(What the exercise asks) Your response should consist of the full data, set down exactly.

BEGIN

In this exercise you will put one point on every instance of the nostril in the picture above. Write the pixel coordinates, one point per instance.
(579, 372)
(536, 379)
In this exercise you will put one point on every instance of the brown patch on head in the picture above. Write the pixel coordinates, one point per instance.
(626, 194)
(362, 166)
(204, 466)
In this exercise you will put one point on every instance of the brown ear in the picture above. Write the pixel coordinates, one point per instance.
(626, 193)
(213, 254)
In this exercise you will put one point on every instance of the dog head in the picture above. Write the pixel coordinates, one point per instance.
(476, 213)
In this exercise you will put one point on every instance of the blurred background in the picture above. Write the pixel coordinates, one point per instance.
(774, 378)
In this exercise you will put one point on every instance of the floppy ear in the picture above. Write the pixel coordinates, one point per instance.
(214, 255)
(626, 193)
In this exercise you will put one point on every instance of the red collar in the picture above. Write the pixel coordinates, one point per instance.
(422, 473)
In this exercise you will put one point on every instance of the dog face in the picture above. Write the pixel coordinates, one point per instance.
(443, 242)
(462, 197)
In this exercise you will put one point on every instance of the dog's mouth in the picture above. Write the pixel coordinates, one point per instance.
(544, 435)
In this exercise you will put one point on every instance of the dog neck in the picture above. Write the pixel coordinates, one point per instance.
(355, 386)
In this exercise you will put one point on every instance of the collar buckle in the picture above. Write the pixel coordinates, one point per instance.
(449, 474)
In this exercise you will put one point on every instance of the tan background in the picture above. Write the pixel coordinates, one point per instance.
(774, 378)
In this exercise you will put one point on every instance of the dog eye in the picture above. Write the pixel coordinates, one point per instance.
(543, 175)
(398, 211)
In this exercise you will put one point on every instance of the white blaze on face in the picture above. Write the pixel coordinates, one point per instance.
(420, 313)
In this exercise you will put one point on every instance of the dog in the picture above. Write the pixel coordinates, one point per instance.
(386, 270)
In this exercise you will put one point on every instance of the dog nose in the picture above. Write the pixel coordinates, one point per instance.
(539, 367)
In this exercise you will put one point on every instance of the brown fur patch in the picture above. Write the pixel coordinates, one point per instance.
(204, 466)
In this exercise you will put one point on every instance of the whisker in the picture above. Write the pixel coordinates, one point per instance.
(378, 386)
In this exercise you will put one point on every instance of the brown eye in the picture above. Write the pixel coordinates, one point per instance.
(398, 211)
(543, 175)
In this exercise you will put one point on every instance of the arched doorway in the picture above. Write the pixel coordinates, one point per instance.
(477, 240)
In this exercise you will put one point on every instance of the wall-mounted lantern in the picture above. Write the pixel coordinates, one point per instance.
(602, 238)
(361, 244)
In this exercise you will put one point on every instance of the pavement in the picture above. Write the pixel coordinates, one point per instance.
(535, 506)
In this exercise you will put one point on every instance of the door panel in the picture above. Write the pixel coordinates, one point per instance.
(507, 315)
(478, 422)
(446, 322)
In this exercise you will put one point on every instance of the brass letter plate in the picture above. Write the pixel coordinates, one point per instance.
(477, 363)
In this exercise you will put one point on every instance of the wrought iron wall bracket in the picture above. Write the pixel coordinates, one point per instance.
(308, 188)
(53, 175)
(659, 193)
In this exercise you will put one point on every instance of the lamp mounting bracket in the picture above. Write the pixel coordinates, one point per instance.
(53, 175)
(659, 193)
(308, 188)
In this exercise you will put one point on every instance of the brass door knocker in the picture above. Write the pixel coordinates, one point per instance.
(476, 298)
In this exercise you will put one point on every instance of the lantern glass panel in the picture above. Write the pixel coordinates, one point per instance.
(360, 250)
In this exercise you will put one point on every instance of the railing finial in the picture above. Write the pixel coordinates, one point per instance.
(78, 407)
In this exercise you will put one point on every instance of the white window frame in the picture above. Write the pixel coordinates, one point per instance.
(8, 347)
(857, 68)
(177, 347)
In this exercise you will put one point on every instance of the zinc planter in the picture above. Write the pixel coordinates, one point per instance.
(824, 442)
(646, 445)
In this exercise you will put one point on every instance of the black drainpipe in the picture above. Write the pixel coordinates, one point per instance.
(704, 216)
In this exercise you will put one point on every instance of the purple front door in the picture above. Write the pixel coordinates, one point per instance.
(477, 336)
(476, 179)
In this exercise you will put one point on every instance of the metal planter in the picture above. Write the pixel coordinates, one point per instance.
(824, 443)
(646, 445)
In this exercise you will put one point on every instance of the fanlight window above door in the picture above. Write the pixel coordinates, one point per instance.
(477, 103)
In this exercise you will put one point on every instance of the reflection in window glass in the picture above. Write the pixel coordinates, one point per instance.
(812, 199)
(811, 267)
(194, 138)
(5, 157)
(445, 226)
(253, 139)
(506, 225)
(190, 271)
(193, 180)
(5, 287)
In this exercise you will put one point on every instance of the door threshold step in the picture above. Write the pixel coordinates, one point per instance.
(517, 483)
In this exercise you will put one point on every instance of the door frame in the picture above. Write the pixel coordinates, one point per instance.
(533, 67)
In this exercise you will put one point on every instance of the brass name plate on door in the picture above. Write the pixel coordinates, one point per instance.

END

(Written solution)
In this exercise you will put one point on every instance of the nostril in the picture above. Write the pixel coordinates, one point per instance.
(579, 372)
(536, 379)
In this exercise you will put one point on every instance of the brown patch on head in the picture above. Write the pixel coordinates, one point per instance.
(626, 194)
(362, 166)
(204, 466)
In this exercise you will put one point on every instance of the brown ear in the picture above. Write the pixel coordinates, one point per instance.
(626, 193)
(213, 254)
In this exercise you will put one point on every instance of the dog head in the picture above. Write the pixel coordinates, one point per instance.
(476, 213)
In this exercise you will put one point on every instance of the blurred background in the picture above. Write the pixel coordinates, one point per instance.
(774, 378)
In this exercise you will put one point on every instance of the floppy ear in the picture above. Write the pixel coordinates, one point per instance.
(214, 255)
(626, 193)
In this exercise you will put one point on every instance of the red collar in the picture above. Write the pixel coordinates, one point per instance.
(422, 473)
In this exercise you will put one point on every instance of the dog face in the picture above. Write the pixel coordinates, one point per instance.
(443, 242)
(462, 197)
In this exercise you will put one point on every instance of the dog's mouth in the picture above. Write the pixel coordinates, one point per instance.
(544, 435)
In this exercise you will put one point on every instance of the dog neck in the picture above. Write the pixel coordinates, one point per instance.
(355, 386)
In this exercise you will put one point on every instance of the collar buckle in the picture above. Write the pixel coordinates, one point per instance.
(449, 474)
In this exercise you will put one point on every instance of the tan background in the picture above. Write the pixel coordinates, one point per instance.
(774, 378)
In this exercise you will put one point on every instance of the dog eye in the picture above. Write the pixel coordinates, one point per instance.
(543, 175)
(398, 211)
In this exercise you will put one point on every instance of the white blaze on face in the picture above. Write the pixel coordinates, one point per instance.
(420, 313)
In this exercise you will put one point on every instance of the dog in the picture above. Write the pixel coordinates, one point per instance.
(386, 270)
In this exercise you will put one point on every instance of the dog nose in the picture above. Write the pixel coordinates, one point per instance.
(539, 367)
In this exercise you will put one point on every instance of the brown fur patch in the picture above. Write the pixel coordinates, one point per instance.
(204, 466)
In this exercise you will put one point on every instance of the whisker in the picture above. Write the pixel coordinates, one point per instance.
(378, 386)
In this exercise you will put one point on every instance of the brown eye in the picture above. Write the pixel coordinates, one point per instance.
(398, 211)
(543, 175)
In this exercise you will put one point on every instance of the arched doorway in the picture above. Write the pixel coordinates, one point per instance.
(477, 240)
In this exercise you will put one point on every instance of the wall-mounted lantern in the picture above. Write the pixel coordinates, one point per instance.
(602, 238)
(361, 244)
In this exercise you will put one point on every instance of the pavement in the picture above. Write the pixel coordinates, one point per instance.
(535, 506)
In this exercise you will put one point on every instance of the door panel in the picture above. Write the pixel coordinates, one point per instance.
(507, 315)
(478, 422)
(446, 322)
In this exercise you will put one point on every instance of the brass letter plate in the picture above. Write the pixel coordinates, one point per instance.
(477, 363)
In this exercise you will put one point on every instance of the wrought iron wall bracket in the picture above. Write the pixel coordinates, one point per instance.
(308, 188)
(53, 175)
(659, 193)
In this exercise you will put one point on every instance of the lamp mounting bracket in the picture above. Write the pixel coordinates, one point per instance.
(53, 175)
(659, 193)
(308, 188)
In this exercise you will put one point on every instance of the brass door knocker in the picture above. Write the pixel coordinates, one point per instance.
(476, 298)
In this exercise you will put one point on every instance of the lantern glass panel in the picture above. Write the pixel coordinates, one point per instance.
(360, 250)
In this exercise you will put one point on every instance of the railing finial in the picture above. Write the pixel coordinates, one point per instance.
(78, 407)
In this exercise you will put one point on every instance of the white window frame in the picture above. Write the pixel coordinates, one point per instance.
(8, 347)
(857, 68)
(177, 347)
In this exercise you will put one point on every instance of the zinc planter in the picture above. Write the pixel coordinates, one point per instance.
(824, 442)
(646, 445)
In this exercise you will put one point on every instance of the black drainpipe in the picture above. Write the pixel coordinates, one point per instance.
(704, 216)
In this exercise you will put one point on every instance of the purple front door in the picture above. Write the pixel coordinates, one point per instance.
(477, 336)
(476, 179)
In this exercise you will put one point on every instance of the metal planter in the picture above. Write the pixel coordinates, one point per instance.
(824, 443)
(646, 445)
In this exercise you will put one point on every instance of the fanlight window above door in the picture above. Write the pixel coordinates, one point per instance.
(477, 103)
In this exercise you will put one point on every instance of the reflection in window glass in the picture above. Write the pixel coordinates, one point per instance.
(812, 199)
(811, 267)
(194, 138)
(5, 157)
(445, 226)
(253, 139)
(506, 225)
(190, 271)
(193, 180)
(5, 287)
In this exercise you will put one point on every instance of the door threshold step in the picture above. Write the pixel coordinates, one point per instance.
(517, 483)
In this exercise you will put one point on every instance of the door frame in the picture above. Write the pixel coordinates, one point per instance.
(533, 67)
In this exercise you will put one point on every instance of the brass name plate on door in the picture above. Write the pixel coordinates, one point per instance.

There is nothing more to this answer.